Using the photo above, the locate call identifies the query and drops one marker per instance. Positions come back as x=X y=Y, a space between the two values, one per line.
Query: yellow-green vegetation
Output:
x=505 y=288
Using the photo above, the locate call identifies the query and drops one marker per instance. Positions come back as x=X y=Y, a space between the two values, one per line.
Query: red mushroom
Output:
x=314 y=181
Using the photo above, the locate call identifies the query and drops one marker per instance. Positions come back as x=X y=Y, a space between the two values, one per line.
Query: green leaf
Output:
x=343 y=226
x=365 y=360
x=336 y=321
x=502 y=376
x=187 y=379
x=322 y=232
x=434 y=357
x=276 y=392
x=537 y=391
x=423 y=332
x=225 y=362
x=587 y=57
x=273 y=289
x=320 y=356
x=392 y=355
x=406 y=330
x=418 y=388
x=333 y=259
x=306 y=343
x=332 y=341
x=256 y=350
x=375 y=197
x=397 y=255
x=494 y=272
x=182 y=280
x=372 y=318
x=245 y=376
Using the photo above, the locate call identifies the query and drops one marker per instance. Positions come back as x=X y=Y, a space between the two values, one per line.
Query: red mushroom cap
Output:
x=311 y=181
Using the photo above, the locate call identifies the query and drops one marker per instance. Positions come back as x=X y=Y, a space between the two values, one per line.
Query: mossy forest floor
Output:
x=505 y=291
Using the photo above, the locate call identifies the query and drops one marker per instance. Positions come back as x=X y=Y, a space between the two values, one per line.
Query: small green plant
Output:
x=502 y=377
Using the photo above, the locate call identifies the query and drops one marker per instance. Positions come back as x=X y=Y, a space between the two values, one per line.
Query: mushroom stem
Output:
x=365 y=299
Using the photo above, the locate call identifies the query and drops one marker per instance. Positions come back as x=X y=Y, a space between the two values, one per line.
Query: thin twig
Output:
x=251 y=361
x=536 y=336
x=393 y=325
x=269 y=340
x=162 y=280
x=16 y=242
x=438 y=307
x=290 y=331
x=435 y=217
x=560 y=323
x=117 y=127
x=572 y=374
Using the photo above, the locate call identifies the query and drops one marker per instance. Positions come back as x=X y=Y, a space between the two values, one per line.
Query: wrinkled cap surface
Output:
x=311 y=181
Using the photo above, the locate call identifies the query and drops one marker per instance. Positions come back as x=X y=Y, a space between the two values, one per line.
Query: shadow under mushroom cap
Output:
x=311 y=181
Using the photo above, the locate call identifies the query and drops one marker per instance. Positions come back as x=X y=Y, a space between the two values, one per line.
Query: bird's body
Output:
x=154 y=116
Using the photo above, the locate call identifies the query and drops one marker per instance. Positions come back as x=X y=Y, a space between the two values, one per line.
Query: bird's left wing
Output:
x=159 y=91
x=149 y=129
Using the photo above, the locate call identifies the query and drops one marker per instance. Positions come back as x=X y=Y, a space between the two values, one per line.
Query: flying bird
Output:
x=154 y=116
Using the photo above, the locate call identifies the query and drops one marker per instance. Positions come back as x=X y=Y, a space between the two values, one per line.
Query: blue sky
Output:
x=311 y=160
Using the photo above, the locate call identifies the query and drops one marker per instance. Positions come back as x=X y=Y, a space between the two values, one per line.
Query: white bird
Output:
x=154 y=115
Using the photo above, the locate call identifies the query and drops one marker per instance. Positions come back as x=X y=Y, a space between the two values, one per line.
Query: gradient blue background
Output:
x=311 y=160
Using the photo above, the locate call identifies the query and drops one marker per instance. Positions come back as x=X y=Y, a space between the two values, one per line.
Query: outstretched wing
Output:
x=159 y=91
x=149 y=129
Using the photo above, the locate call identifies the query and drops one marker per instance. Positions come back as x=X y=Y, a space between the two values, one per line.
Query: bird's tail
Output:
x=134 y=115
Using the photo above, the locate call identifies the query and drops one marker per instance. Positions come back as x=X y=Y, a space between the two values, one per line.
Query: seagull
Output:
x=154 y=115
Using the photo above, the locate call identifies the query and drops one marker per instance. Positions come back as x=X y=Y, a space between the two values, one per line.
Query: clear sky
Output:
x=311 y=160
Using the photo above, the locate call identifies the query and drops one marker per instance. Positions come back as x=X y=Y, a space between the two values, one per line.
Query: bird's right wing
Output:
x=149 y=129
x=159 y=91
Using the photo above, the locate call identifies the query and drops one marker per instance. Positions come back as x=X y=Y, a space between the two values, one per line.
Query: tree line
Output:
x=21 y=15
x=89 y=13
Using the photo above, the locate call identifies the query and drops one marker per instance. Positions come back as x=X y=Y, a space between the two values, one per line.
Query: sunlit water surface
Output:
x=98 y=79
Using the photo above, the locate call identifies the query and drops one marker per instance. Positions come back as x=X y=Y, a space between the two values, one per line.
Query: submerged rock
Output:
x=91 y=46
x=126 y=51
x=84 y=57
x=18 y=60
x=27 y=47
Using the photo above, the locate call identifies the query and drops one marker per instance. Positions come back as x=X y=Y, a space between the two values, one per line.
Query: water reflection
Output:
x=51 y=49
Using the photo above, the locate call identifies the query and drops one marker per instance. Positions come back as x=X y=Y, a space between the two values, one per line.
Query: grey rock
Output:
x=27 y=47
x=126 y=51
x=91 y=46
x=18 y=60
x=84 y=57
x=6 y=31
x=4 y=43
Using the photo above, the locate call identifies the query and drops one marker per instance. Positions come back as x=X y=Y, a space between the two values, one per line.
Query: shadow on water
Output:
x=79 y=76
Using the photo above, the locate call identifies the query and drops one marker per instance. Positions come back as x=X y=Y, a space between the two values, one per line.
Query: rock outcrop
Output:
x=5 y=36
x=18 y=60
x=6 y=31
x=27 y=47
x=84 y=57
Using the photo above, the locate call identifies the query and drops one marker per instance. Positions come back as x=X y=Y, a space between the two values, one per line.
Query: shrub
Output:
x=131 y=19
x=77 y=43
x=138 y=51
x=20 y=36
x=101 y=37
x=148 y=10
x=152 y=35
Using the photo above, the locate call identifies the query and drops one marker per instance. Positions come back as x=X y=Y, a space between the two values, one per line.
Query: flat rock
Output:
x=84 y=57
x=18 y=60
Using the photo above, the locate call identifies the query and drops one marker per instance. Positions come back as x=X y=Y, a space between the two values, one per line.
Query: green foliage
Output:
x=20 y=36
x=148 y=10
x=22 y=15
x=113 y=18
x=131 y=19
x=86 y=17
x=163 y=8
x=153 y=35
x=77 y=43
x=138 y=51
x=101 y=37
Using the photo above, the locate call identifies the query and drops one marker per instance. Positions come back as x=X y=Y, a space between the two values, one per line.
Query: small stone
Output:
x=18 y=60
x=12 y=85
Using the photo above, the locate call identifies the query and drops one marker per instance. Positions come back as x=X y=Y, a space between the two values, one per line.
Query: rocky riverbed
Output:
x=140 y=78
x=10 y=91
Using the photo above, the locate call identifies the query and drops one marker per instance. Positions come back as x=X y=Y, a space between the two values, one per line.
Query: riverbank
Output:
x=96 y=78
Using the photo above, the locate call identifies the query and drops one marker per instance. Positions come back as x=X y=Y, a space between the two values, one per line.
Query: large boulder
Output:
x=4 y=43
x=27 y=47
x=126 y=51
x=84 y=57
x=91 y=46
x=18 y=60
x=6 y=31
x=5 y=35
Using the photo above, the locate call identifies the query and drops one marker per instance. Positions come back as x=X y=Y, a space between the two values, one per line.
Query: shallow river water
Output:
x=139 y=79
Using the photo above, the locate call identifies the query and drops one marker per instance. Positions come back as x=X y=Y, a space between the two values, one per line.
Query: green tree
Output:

----

Your task is to transcribe the material exactly.

Reply to the task:
Using the photo above, the locate call identifies the query and drops one marker per instance. Positions come back as x=X y=Y, a space between the two values, one per line.
Query: yellow-green vegetation
Output:
x=505 y=288
Using the photo above, the locate call identifies the query and drops one marker per instance. Positions come back as x=X y=Y, a space between the two values, one per line.
Query: red mushroom
Output:
x=314 y=181
Using the photo above, the locate call identifies the query and drops one marker per instance. Positions come back as x=X y=Y, a space between the two values, one per line.
Query: green leaf
Output:
x=343 y=226
x=365 y=360
x=336 y=321
x=502 y=376
x=187 y=379
x=322 y=232
x=434 y=357
x=276 y=392
x=537 y=391
x=423 y=332
x=225 y=362
x=587 y=57
x=273 y=289
x=320 y=356
x=392 y=355
x=406 y=330
x=418 y=388
x=333 y=259
x=306 y=343
x=332 y=341
x=256 y=350
x=375 y=197
x=397 y=255
x=494 y=272
x=182 y=280
x=372 y=318
x=245 y=376
Using the photo above, the locate call identifies the query and drops one marker per instance. Positions come back as x=X y=Y, a space between the two values, one per line.
Query: red mushroom cap
Output:
x=311 y=181
Using the photo above, the locate call identifies the query and drops one marker per instance. Positions come back as x=X y=Y, a space between the two values, one per line.
Query: mossy forest floor
Output:
x=505 y=291
Using the photo above, the locate call identifies the query and drops one marker per instance. Positions come back as x=X y=Y, a space between the two values, one per line.
Query: small green plant
Output:
x=502 y=377
Using the photo above, the locate call identifies the query and drops one marker per instance. Positions come back as x=X y=Y, a space between the two values, one per line.
Query: mushroom stem
Output:
x=365 y=299
Using the photo above, the locate call identifies the query and drops one marker per instance. Positions come back as x=X y=Y, a space between the two values, one per line.
Query: thin twig
Output:
x=251 y=361
x=536 y=336
x=393 y=325
x=269 y=340
x=162 y=280
x=16 y=242
x=438 y=307
x=290 y=331
x=435 y=217
x=560 y=323
x=117 y=127
x=572 y=374
Using the photo above, the locate call identifies the query and drops one marker per instance. Positions come back as x=X y=Y, a space between the two values, one per line.
Query: wrinkled cap surface
Output:
x=311 y=181
Using the photo above, the locate call identifies the query and drops one marker per instance. Positions come back as x=X y=Y, a space between the two values, one per line.
Query: shadow under mushroom cap
Output:
x=311 y=181
Using the photo above, the locate call identifies the query and drops one marker per instance. Positions come back as x=X y=Y, a space between the two values, one per line.
Query: bird's body
Output:
x=154 y=116
Using the photo above, the locate call identifies the query and drops one marker per instance. Positions come back as x=X y=Y, a space between the two values, one per line.
Query: bird's left wing
Output:
x=159 y=91
x=149 y=129
Using the photo above, the locate call identifies the query and drops one marker per instance. Positions come back as x=X y=Y, a space between the two values, one per line.
Query: flying bird
Output:
x=154 y=116
Using the photo above, the locate call identifies the query and drops one marker per instance. Positions come back as x=X y=Y, a space between the two values, one per line.
Query: blue sky
Output:
x=311 y=160
Using the photo above, the locate call identifies the query and drops one marker per instance. Positions come back as x=X y=Y, a space between the two values, one per line.
Query: white bird
Output:
x=154 y=115
Using the photo above, the locate call identifies the query and drops one marker per instance. Positions come back as x=X y=Y, a space between the two values, one per line.
Query: gradient blue background
Output:
x=311 y=160
Using the photo above, the locate call identifies the query and drops one marker per instance. Positions come back as x=X y=Y, a space between the two values, one per line.
Query: outstretched wing
Output:
x=159 y=91
x=149 y=129
Using the photo above, the locate call identifies the query and drops one marker per instance. Positions come back as x=X y=Y, a space between the two values, one per line.
Query: bird's tail
Output:
x=134 y=115
Using the photo above, the locate call identifies the query and drops one marker per instance. Positions come back as x=X y=Y, a space between the two values, one per line.
Query: seagull
Output:
x=154 y=115
Using the photo above, the locate call identifies the query and drops one marker per instance. Positions come back as x=X y=Y, a space between the two values, one per line.
Query: clear sky
Output:
x=311 y=160
Using the photo above, the locate call identifies the query and drops one marker per instance. Positions come back as x=X y=Y, a space between the two values, one per line.
Query: bird's right wing
Output:
x=149 y=129
x=159 y=91
Using the photo above, the locate call identifies the query and drops one marker per instance. Positions come back as x=X y=Y, a space between the two values, one per line.
Query: tree line
Output:
x=21 y=15
x=89 y=13
Using the photo above, the locate call identifies the query and drops one marker per instance. Positions come back as x=X y=Y, a space between the two values, one per line.
Query: sunlit water surface
Output:
x=98 y=79
Using the photo above, the locate call identifies the query and drops one marker per instance. Positions come back as x=X y=Y, a space between the two values, one per line.
Query: submerged rock
Output:
x=91 y=46
x=126 y=51
x=84 y=57
x=18 y=60
x=27 y=47
Using the photo above, the locate call identifies the query and drops one marker per instance. Positions come back as x=X y=Y, a space between the two values, one per line.
Query: water reflection
Output:
x=51 y=49
Using the photo above, the locate call identifies the query and drops one marker per instance. Positions come back as x=X y=Y, a space between the two values, one per line.
Query: grey rock
Output:
x=27 y=47
x=126 y=51
x=91 y=46
x=18 y=60
x=84 y=57
x=6 y=31
x=4 y=43
Using the photo above, the locate call identifies the query and drops one marker per instance. Positions come back as x=X y=Y, a space between the two values, one per line.
Query: shadow on water
Output:
x=79 y=76
Using the photo above, the locate call identifies the query and drops one marker per instance. Positions come back as x=X y=Y, a space between the two values, one per line.
Query: rock outcrop
Output:
x=5 y=36
x=18 y=60
x=6 y=31
x=27 y=47
x=84 y=57
Using the photo above, the locate call identifies the query and drops one marker per instance. Positions come back as x=X y=Y, a space between the two values, one per line.
Query: shrub
Output:
x=131 y=19
x=77 y=43
x=138 y=51
x=20 y=36
x=101 y=37
x=148 y=10
x=152 y=35
Using the photo above, the locate call identifies the query and drops one marker per instance. Positions come back as x=X y=Y, a space between the two values, one per line.
Query: flat rock
Output:
x=84 y=57
x=18 y=60
Using the photo above, the locate call identifies the query and drops one marker per instance. Positions come back as x=X y=Y, a space between the two values, one per line.
Query: green foliage
Output:
x=20 y=36
x=148 y=10
x=22 y=15
x=113 y=18
x=131 y=19
x=86 y=17
x=163 y=8
x=153 y=35
x=77 y=43
x=138 y=51
x=101 y=37
Using the photo above, the locate call identifies the query and drops one marker per instance. Positions come back as x=X y=Y, a space between the two values, one per line.
Query: small stone
Output:
x=18 y=60
x=12 y=85
Using the photo above, the locate call identifies the query and drops one marker per instance. Positions come back as x=X y=Y, a space between the two values, one per line.
Query: rocky riverbed
Output:
x=140 y=78
x=10 y=91
Using the photo above, the locate call identifies the query and drops one marker per instance. Positions come back as x=X y=Y, a space between the two values, one per line.
Query: riverbank
Output:
x=96 y=78
Using the photo above, the locate call identifies the query and drops one marker per instance. Positions come back as x=X y=Y, a space between the two values, one per line.
Query: large boulder
Output:
x=4 y=43
x=27 y=47
x=126 y=51
x=84 y=57
x=91 y=46
x=18 y=60
x=6 y=31
x=5 y=35
Using the photo above, the locate call identifies the query and drops one marker per instance. Positions come back as x=X y=Y, a space between the two values, one per line.
Query: shallow river water
Output:
x=139 y=79
Using the photo above, the locate call identifies the query and drops one marker per instance. Positions come back as x=X y=Y, a space between the two values, one per line.
Query: green tree
Output:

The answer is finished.